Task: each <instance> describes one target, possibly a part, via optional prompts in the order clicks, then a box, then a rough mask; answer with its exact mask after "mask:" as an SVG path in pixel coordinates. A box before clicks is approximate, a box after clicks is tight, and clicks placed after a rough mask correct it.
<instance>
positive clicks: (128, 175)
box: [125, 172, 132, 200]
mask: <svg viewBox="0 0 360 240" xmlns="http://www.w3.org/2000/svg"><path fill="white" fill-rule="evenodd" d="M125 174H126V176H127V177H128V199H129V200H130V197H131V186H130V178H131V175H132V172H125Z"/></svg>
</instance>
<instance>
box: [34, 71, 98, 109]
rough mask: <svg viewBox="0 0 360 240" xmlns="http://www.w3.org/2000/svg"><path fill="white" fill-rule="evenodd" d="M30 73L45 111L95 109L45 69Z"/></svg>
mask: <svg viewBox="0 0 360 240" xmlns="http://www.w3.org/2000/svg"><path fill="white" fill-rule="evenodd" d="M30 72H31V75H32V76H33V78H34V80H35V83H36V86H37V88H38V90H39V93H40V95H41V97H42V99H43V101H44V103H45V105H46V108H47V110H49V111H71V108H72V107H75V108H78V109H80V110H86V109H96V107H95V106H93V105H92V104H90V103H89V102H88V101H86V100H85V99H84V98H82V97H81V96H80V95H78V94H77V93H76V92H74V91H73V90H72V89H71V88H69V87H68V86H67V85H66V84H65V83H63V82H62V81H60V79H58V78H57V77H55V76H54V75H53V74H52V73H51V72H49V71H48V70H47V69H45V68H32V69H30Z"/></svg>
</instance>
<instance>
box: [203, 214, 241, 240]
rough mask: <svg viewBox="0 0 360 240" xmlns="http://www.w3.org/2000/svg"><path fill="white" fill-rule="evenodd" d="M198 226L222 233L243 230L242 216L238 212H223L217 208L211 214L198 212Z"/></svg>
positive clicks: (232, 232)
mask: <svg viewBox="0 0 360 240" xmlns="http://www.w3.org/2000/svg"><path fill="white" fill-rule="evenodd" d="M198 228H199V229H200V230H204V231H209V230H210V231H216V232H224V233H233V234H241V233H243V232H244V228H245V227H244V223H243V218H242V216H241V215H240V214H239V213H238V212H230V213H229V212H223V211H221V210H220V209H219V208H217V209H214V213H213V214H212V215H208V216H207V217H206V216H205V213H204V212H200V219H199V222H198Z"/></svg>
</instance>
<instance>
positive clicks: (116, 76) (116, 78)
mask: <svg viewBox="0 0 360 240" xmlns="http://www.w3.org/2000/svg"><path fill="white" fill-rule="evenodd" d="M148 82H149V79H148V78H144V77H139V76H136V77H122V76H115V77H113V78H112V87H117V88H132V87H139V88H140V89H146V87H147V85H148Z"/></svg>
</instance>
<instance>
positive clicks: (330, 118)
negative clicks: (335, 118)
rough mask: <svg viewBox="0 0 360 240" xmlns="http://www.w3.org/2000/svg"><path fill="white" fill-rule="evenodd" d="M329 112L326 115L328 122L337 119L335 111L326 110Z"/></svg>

☆ ☆ ☆ ☆

> ASSIGNMENT
Count the lines of the records that contain the string "positive", treating uppercase and lowercase as different, and give only that number.

> WORKED SOLUTION
4